**記事**

#####

音楽を軸に自分の過去について曖昧な記憶から時系列に忘備録を書きはじめたらデスマーチ状態になりましたが、バブル期絶好調だった1980年代の終わりはライブもエイギョウも自身のバンドも熱かった時代です。しかしながら、これまた記憶が怪しいので不確かな記述が多くなります。記憶違いをご指摘賜れば幸いです。

記憶が曖昧なので人名はほとんど忘れましたが、文中の人名は実名です。曖昧な記憶の中でも強烈に覚えてるという証です。フルネームで書きませんのでご容赦ください。

兵庫県三田市柴田牧場で開催された1988年秋の宝塚フェスの短い映像がありました。ギター金沢さん、マンドリン前田さん、フィドル赤澤くん、バンジョー僕です。

#####

データセットの行
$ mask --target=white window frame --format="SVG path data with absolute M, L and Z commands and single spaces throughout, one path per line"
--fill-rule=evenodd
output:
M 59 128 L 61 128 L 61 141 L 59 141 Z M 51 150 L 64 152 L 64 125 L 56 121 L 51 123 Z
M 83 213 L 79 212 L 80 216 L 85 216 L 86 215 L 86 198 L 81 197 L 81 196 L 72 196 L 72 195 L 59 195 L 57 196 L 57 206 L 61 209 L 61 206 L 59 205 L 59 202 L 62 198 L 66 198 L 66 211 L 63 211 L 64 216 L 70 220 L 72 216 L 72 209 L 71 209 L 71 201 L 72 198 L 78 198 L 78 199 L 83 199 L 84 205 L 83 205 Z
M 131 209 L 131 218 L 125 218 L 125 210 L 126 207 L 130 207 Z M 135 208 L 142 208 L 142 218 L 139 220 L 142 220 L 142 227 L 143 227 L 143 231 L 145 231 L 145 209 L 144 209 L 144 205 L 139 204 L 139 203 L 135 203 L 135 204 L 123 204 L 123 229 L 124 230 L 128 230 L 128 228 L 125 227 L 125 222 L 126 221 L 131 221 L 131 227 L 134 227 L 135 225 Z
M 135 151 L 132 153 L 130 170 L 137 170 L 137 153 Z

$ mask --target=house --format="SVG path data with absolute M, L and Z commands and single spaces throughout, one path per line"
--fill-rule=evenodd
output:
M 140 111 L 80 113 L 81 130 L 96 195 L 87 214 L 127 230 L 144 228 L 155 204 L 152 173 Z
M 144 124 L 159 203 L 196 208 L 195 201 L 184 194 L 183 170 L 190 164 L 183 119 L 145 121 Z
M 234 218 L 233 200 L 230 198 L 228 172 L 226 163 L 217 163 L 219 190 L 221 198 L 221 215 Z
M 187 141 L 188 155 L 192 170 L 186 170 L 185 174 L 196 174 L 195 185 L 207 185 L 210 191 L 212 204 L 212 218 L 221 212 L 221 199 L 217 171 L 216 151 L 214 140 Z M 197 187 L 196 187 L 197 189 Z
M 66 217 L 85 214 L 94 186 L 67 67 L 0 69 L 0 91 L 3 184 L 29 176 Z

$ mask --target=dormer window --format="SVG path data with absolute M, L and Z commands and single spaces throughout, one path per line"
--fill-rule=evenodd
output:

#####

**やること**
A - 記事によると、1988年秋の宝塚フェスはどこで開かれましたか。
B - 記事の「記憶が曖昧なので人名はほとん」から「赤澤くん、バンジョー僕です。」までを一字も変えずに書き写してください。
これらの行はここでは使いません。

**課題ごとの答え**
A - 兵庫県三田市柴田牧場です。

B -
記憶が曖昧なので人名はほとんど忘れましたが、文中の人名は実名です。曖昧な記憶の中でも強烈に覚えてるという証です。フルネームで書きませんのでご容赦ください。

兵庫県三田市柴田牧場で開催された1988年秋の宝塚フェスの短い映像がありました。ギター金沢さん、マンドリン前田さん、フィドル赤澤くん、バンジョー僕です。